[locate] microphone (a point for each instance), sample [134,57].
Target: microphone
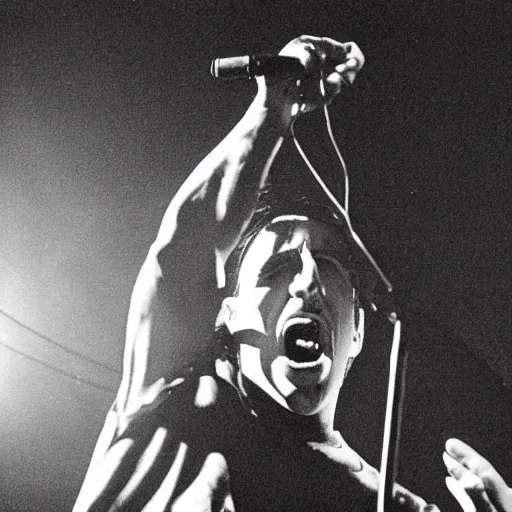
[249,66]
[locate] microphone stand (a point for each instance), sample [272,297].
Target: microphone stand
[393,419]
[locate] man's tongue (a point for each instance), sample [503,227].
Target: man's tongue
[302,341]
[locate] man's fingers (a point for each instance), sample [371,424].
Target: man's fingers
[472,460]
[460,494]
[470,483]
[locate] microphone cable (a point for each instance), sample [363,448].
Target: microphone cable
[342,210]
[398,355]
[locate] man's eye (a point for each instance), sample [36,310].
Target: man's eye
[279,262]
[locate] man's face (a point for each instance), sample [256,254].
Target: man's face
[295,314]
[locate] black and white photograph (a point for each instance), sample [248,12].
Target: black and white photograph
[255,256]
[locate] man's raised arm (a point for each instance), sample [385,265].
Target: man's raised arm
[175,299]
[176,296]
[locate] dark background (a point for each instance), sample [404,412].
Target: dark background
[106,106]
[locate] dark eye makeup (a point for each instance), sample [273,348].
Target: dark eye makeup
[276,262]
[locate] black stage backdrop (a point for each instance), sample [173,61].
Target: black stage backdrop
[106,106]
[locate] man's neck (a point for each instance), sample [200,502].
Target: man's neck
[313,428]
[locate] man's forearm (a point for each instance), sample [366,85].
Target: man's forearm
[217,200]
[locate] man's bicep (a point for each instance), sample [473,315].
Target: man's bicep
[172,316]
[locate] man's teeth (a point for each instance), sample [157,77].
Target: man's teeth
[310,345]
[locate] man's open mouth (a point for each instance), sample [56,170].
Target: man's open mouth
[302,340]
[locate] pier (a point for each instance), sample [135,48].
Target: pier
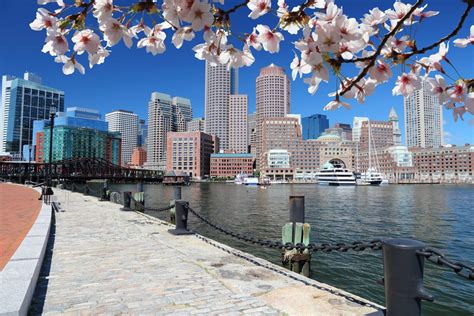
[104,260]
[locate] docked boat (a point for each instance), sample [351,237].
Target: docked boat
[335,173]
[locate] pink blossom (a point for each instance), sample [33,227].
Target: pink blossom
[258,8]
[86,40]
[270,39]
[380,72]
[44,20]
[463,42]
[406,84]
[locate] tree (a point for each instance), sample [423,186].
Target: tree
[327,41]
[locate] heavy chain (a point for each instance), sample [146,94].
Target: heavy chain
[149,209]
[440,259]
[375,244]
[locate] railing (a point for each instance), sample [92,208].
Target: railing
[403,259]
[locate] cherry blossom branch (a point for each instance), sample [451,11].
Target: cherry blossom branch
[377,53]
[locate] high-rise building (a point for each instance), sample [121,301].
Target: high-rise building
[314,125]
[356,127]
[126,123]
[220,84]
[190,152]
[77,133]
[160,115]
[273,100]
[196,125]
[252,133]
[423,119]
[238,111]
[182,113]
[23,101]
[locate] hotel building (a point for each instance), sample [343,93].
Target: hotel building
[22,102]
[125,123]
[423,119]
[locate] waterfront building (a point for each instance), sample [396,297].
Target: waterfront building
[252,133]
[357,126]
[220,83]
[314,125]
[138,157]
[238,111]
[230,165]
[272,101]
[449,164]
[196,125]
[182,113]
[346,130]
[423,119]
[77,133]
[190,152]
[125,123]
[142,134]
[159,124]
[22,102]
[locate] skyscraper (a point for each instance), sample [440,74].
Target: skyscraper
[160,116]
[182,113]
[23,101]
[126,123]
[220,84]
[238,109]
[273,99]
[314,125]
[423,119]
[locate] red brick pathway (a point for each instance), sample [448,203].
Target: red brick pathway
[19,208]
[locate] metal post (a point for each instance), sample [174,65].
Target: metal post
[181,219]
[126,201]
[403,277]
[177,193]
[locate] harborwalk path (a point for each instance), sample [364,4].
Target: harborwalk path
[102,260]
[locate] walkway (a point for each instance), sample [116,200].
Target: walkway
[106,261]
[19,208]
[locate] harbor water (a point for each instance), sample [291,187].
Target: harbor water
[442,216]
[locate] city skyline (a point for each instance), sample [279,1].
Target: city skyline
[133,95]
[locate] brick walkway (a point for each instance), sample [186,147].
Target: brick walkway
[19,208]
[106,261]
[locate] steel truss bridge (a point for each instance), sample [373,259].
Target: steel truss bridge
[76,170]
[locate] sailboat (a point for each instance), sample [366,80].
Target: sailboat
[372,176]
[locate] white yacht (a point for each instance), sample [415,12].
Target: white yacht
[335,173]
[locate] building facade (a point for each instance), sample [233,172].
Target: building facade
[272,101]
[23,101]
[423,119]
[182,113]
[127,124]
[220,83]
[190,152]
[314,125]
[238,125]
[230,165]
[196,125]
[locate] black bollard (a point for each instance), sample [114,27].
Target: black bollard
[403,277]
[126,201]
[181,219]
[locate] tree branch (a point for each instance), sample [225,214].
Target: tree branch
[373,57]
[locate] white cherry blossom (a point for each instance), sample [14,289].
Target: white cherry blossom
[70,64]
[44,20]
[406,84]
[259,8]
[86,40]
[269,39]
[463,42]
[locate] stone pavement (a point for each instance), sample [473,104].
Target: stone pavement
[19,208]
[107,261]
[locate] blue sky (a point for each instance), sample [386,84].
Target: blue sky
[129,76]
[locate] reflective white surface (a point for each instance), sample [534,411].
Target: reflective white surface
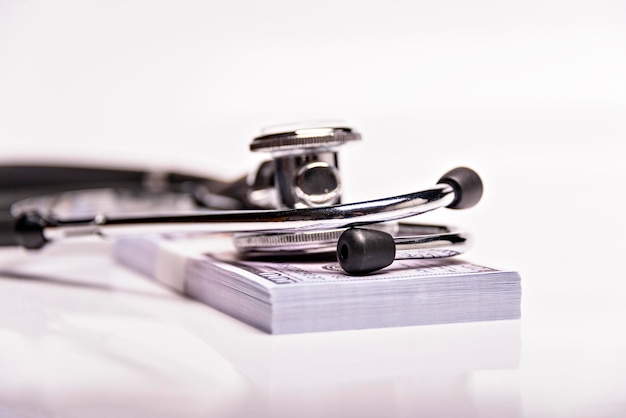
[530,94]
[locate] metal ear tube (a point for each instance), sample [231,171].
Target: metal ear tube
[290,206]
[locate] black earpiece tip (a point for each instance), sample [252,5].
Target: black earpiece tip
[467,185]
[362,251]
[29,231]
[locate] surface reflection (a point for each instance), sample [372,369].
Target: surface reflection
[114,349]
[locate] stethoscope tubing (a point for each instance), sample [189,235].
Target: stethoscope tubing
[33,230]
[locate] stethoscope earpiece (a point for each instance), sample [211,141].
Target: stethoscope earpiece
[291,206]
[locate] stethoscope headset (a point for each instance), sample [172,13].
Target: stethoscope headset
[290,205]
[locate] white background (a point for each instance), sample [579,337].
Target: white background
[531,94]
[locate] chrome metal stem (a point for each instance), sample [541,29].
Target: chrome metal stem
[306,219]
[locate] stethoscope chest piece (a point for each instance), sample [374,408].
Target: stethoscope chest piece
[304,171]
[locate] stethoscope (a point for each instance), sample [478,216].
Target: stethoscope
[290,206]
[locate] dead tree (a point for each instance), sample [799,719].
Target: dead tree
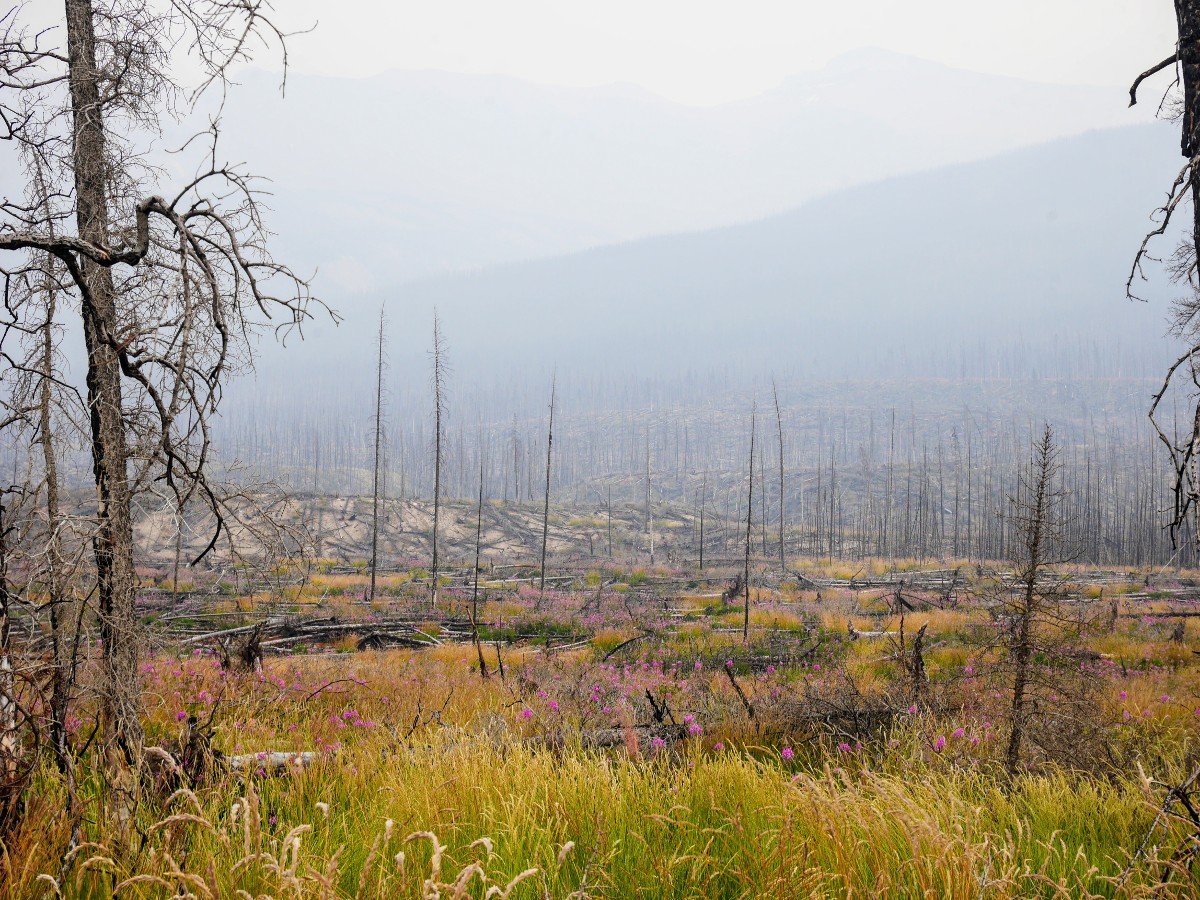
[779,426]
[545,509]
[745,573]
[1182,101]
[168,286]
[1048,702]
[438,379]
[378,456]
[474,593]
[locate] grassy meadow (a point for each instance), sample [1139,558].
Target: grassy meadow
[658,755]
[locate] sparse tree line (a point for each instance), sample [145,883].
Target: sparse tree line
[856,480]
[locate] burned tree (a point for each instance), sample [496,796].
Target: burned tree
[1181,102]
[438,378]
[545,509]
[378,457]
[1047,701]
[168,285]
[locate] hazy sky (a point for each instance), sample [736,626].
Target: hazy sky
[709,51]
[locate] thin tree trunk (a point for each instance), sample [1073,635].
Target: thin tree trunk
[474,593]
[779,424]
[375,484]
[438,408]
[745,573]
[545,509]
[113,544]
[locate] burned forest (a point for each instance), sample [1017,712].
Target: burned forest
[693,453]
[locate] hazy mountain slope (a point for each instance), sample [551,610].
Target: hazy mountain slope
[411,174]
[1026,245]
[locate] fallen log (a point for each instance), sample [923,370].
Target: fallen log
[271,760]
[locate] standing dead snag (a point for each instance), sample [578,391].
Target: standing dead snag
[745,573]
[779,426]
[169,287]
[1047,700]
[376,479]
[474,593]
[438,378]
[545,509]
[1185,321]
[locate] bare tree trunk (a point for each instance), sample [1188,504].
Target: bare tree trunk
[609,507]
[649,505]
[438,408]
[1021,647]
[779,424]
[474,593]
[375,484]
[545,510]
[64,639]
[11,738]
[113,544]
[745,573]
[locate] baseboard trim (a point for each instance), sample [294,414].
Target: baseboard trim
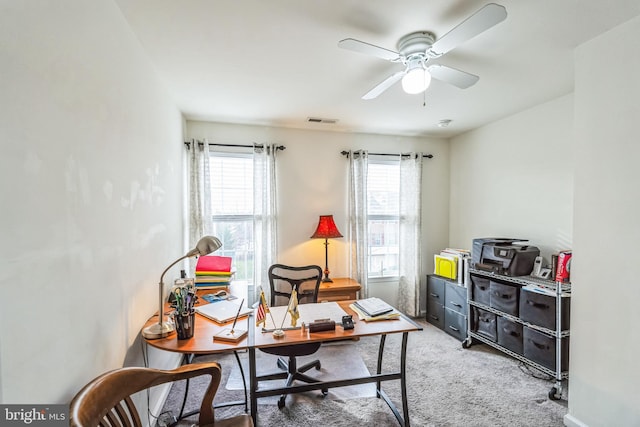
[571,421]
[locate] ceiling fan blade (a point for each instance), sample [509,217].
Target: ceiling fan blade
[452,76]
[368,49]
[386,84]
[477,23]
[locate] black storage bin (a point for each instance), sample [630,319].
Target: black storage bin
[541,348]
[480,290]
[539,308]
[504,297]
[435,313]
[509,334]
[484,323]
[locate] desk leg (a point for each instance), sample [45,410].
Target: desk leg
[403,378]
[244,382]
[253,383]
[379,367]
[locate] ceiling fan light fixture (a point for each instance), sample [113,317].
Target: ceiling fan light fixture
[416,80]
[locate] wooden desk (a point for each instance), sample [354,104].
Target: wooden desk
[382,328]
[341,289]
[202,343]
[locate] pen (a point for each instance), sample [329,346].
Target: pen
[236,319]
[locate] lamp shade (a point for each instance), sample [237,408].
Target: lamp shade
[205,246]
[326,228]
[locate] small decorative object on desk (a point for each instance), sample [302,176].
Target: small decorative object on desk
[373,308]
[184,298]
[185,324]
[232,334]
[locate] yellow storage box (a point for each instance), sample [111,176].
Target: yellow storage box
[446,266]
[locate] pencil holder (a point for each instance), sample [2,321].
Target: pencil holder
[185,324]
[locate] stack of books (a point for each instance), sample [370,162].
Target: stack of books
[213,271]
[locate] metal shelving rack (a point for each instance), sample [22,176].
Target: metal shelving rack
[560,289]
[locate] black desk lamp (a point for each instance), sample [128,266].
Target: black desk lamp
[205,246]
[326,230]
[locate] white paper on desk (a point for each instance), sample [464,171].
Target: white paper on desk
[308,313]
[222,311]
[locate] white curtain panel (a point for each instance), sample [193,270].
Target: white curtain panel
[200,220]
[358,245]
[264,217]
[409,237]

****************

The problem —
Restate each line from the start of the listing through the line bearing "[locate] man's fingers" word for word. Drop the pictures.

Completed exercise —
[locate] microphone (a point for each instance), sample [134,57].
Target: microphone
[249,66]
[locate] microphone stand (a point for each instance), sample [272,297].
Target: microphone stand
[393,419]
[locate] man's tongue (a point for each instance), sample [503,227].
Target: man's tongue
[302,341]
[locate] man's fingers (a point for each instance), sample [371,424].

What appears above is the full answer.